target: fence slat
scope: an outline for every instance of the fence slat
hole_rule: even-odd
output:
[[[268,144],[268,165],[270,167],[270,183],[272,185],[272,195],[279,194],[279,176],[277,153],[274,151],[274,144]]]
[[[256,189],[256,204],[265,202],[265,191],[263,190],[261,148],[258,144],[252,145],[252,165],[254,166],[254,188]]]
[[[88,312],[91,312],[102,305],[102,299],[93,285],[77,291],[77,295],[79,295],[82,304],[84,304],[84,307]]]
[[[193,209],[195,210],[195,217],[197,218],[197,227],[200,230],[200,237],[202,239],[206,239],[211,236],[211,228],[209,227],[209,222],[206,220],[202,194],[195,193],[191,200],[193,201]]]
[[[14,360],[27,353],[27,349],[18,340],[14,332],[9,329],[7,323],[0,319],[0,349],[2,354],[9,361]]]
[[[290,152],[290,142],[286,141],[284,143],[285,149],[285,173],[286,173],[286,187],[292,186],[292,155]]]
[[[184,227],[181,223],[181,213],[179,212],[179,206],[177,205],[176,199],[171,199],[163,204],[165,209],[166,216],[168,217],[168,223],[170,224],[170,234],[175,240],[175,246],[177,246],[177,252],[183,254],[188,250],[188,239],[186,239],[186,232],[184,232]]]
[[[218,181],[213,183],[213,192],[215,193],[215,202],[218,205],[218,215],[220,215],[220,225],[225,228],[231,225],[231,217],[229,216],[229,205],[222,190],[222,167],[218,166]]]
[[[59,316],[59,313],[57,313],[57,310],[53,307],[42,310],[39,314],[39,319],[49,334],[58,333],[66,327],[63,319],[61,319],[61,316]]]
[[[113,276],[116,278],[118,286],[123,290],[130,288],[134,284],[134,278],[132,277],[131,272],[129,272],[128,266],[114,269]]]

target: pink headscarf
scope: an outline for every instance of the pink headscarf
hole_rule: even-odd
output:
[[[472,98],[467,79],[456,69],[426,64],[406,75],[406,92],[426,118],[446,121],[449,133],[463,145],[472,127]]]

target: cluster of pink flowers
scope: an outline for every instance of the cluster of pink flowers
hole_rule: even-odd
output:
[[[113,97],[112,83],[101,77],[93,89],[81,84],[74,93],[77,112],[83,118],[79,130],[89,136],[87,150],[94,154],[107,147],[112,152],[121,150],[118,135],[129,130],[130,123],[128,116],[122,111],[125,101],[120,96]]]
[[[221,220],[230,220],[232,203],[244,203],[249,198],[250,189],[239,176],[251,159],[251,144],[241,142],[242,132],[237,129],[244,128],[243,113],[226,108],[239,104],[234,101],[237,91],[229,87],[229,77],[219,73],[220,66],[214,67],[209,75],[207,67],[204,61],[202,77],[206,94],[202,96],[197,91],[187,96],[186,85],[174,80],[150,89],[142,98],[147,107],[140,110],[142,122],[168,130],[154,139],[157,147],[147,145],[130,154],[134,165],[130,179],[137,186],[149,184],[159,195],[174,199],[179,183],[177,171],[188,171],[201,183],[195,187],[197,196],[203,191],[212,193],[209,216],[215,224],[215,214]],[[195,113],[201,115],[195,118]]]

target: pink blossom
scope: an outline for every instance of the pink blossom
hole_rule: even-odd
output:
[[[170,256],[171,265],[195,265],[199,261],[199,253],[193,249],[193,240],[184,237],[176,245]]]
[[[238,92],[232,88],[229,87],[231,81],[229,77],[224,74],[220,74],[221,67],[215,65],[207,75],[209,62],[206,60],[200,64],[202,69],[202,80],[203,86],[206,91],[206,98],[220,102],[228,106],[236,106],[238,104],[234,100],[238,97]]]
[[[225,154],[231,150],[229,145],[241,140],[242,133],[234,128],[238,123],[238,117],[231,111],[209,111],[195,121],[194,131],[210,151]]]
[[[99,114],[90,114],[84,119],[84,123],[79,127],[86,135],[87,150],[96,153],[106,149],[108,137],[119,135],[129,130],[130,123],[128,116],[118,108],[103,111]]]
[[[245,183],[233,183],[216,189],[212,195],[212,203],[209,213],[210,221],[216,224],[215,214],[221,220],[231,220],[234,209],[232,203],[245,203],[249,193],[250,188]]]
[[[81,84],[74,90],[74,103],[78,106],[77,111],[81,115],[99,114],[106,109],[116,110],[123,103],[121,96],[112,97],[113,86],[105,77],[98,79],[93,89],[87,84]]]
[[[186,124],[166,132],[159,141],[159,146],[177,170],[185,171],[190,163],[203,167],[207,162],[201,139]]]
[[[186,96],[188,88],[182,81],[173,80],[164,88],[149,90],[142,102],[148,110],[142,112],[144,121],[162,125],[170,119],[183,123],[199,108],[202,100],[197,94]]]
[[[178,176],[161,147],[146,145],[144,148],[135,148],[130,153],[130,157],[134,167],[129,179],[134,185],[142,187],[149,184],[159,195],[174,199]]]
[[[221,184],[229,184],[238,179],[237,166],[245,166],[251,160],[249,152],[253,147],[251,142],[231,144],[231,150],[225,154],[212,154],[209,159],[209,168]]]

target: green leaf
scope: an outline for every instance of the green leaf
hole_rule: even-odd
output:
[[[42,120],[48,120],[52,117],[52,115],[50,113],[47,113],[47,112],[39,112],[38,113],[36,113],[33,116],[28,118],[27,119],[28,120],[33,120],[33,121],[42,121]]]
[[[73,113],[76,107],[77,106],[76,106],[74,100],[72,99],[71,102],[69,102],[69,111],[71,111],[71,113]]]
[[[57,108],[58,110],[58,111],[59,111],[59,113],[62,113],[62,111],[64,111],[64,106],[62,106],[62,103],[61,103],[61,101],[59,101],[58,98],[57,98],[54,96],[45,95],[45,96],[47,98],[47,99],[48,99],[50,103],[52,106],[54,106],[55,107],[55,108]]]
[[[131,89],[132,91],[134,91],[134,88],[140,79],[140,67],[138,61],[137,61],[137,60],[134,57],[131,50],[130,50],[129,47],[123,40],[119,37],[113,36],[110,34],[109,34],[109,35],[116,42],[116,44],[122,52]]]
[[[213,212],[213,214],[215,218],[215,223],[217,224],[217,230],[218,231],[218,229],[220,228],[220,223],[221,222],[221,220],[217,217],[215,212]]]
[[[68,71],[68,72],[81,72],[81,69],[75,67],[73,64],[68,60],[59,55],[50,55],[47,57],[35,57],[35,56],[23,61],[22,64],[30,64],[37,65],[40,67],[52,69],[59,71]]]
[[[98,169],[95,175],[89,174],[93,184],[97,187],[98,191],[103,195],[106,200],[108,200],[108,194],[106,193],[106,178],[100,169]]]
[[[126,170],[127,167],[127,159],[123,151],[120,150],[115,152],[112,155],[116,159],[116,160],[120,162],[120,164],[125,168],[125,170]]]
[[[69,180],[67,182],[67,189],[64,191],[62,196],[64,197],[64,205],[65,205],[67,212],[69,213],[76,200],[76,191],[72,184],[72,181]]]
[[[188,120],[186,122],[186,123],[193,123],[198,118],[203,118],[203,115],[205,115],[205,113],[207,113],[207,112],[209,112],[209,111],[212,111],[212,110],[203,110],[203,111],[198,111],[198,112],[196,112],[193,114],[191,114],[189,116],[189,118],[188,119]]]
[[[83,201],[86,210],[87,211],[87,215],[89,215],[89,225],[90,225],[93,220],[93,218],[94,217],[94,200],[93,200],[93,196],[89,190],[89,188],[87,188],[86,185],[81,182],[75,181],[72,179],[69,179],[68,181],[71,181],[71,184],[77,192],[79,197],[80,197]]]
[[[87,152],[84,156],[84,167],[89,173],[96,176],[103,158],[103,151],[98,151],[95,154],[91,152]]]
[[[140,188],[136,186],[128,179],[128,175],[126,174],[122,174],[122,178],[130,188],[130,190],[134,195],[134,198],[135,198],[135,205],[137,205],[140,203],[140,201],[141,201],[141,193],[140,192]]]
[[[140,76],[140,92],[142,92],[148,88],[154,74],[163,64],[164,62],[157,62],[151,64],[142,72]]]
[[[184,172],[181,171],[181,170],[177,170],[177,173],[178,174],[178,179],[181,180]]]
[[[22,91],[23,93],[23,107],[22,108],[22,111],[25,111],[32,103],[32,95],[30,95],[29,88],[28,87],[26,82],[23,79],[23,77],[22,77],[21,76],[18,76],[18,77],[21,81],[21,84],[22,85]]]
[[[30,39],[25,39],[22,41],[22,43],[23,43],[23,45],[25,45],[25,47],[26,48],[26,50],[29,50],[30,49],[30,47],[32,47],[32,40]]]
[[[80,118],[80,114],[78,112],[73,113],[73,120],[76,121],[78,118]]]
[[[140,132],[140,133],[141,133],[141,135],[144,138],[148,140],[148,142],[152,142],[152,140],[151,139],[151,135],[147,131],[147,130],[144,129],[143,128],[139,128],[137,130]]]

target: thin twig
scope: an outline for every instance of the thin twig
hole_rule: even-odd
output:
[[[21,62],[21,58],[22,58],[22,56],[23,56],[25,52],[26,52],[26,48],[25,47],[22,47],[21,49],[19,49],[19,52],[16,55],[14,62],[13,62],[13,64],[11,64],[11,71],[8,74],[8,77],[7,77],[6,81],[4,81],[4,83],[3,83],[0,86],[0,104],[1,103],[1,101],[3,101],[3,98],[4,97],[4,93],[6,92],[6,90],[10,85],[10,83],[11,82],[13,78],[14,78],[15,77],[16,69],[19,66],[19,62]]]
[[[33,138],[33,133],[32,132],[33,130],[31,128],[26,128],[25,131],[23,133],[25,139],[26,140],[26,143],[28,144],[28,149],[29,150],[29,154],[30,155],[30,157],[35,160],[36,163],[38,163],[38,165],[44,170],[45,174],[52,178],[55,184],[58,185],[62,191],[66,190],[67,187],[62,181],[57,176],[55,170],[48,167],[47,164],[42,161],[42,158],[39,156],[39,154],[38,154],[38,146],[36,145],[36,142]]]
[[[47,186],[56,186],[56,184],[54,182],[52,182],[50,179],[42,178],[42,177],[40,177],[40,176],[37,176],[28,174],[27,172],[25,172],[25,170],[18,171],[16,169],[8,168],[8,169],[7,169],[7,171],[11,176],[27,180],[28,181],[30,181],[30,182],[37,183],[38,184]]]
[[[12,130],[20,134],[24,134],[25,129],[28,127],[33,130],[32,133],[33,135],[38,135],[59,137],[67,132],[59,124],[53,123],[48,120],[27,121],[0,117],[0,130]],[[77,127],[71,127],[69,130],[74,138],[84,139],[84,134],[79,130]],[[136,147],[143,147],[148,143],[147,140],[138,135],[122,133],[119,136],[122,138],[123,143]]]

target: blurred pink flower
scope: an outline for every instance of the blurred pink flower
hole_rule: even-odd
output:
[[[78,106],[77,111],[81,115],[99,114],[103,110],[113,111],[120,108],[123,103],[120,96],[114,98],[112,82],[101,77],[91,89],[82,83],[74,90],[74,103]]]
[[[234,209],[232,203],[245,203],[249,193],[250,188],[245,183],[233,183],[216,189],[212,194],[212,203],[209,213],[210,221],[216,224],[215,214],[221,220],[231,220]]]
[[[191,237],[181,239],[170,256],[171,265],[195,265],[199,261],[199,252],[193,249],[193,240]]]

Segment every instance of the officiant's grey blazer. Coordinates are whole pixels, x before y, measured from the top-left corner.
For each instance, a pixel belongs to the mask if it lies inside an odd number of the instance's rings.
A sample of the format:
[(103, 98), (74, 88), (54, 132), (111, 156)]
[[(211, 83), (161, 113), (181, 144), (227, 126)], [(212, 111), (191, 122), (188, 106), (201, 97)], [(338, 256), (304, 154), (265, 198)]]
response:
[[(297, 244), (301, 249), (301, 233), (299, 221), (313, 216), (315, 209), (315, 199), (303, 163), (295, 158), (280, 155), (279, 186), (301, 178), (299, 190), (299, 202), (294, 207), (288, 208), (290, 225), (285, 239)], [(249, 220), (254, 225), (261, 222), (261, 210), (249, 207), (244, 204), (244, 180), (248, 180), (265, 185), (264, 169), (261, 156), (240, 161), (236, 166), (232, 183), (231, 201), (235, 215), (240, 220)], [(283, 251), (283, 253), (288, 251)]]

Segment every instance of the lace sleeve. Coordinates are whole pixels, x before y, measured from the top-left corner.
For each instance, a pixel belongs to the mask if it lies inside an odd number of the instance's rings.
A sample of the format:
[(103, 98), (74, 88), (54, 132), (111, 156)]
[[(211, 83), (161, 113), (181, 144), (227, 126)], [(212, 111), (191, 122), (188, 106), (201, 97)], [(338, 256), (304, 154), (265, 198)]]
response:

- - - -

◆ What is expected: Keep only the lines from the one containing "Segment every instance of the lace" to the end of the entries, and repeat them exactly.

◆ Solution for this task:
Segment every instance of the lace sleeve. Coordinates are whole pixels, x before y, measured from the top-left corner.
For each instance, a pixel belongs to the mask if it lies inside an odd number of the instance's rings.
A sample of the format:
[(103, 98), (74, 88), (54, 132), (111, 156)]
[[(211, 83), (161, 113), (181, 144), (227, 126)], [(212, 111), (191, 122), (188, 106), (201, 97)], [(338, 256), (304, 154), (265, 198)]]
response:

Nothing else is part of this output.